What you will do =>
Answer these from the pilgrimage diary below:
(a) Why did the hospitaleros do the shopping instead of Ovidio?
(b) How many people ended up at dinner on the night of the guitar concert?
(c) What population does the diary give for Villafranca Montes de Orca?

Page extract =>
▶
We bought provisions, bottles and tins, and bags of vegetables and struggled back to the albergue with the stuff in our packs, walking against a rising head wind.  I told Kevin that when Kristine arrived and he and Robert left, we would have to get a taxi back with the shopping!  According to Rebekah's outline, Ovidio would bring supplies but he was away on holiday and so the hospitaleros did the shopping.

Back at the albergue we got the pilgrims chopping onions and peppers, setting the table, helping with the candles.  Just before dinner, Rebekah (the person in charge of the hospitaleros) arrived with a few friends and a Norwegian Classical guitarist to give us a concert.  It was too windy to have the doors open so we added a round table to the long tables and ended up with 21 people for dinner!  The guitarist was superb but with having had such a long day I couldn't help nodding off during his performance.



When everyone had left, we locked up and went to bed with our torches and the solar lights I had brought with me, illuminating the way.


Friday, September 11, 2015

11 SEPTEMBER - SAN JUAN DE ORTEGA - 24km

Marion told us that it was Jeff's birthday today and as there was only one place in San Juan to have a meal, we would celebrate by having dinner together.  She had asked her friend Ben to make a small stained glass and lead cross for Jeff as a birthday present.

We passed through Tosantos where we had stayed in 2007 with the wonderful Jose Luiz.  The guide book told us to take care when walking through the village of Villafranca Montes de Orca because of fast moving traffic.  With a population of 230 people, we couldn't imagine that the traffic should be too busy!  However, the road is a national one with fast moving trucks and other heavies, and very little shoulder to walk on.

Today started off with a steep, steep climb straight up through a forest on a rocky path.  Thereafter is was a day of fruit - with pears, apples, plums, blackberries and quince in abundance.
◀
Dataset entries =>
▶
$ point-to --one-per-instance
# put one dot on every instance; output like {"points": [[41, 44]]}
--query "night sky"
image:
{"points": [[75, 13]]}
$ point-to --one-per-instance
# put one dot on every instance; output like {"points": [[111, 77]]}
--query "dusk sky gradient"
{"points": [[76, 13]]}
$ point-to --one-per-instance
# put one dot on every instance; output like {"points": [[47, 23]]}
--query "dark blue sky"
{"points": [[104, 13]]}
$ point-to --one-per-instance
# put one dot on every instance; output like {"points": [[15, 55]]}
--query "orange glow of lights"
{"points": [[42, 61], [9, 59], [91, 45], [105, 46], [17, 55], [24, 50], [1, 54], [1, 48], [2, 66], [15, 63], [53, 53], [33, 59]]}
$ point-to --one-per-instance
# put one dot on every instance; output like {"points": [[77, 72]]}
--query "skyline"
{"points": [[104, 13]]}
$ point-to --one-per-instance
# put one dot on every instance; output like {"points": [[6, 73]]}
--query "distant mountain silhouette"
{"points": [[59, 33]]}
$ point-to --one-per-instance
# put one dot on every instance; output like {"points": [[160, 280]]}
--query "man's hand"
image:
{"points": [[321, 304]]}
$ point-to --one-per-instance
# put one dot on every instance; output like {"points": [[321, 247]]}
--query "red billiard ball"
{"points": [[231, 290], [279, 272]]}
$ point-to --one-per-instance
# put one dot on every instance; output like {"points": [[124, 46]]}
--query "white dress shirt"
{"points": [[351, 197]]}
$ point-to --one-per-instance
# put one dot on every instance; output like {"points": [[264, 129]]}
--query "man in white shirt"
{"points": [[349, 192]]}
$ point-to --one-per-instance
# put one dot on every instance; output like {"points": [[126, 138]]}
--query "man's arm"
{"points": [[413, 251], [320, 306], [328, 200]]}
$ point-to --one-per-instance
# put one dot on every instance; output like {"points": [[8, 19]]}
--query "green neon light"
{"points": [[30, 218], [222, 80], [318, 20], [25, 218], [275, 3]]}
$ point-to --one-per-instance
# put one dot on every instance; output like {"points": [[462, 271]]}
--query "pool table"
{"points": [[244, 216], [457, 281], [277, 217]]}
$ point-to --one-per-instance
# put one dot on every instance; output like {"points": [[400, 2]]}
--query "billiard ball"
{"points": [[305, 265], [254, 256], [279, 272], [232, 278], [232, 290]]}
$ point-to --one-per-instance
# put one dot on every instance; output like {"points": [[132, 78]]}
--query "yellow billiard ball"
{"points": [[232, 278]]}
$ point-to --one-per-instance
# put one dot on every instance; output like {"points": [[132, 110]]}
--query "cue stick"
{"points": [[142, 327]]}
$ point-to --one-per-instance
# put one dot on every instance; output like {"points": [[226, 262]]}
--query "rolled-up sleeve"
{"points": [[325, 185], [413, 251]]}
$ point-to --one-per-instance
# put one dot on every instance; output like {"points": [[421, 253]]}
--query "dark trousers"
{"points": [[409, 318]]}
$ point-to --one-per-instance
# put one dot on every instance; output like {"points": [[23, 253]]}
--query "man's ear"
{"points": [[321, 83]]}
◀
▶
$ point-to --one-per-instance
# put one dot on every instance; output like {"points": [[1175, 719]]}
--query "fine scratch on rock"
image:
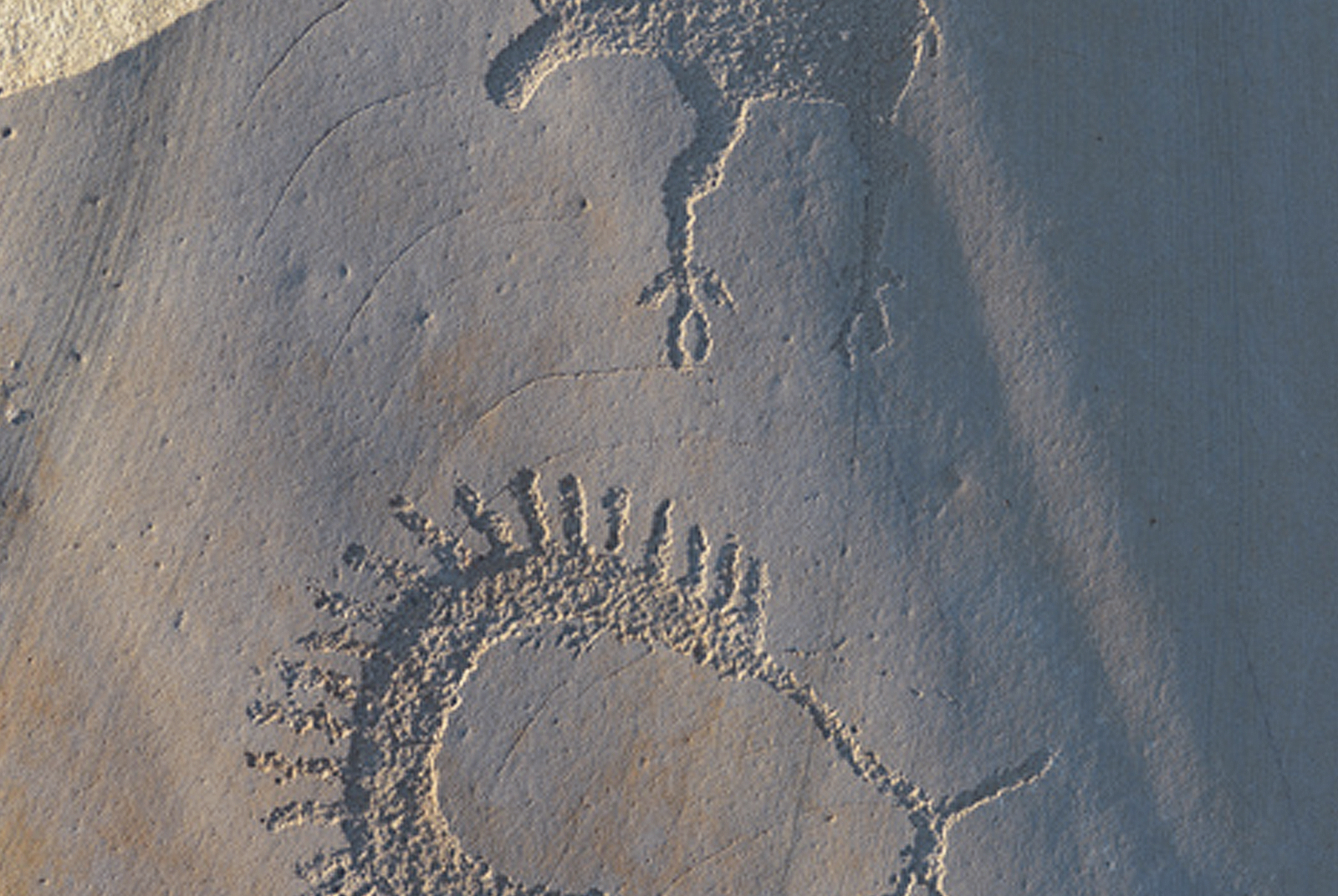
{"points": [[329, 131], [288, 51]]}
◀
Written reply =>
(a) Ovidio was away on holiday.
(b) 21 people.
(c) 230 people.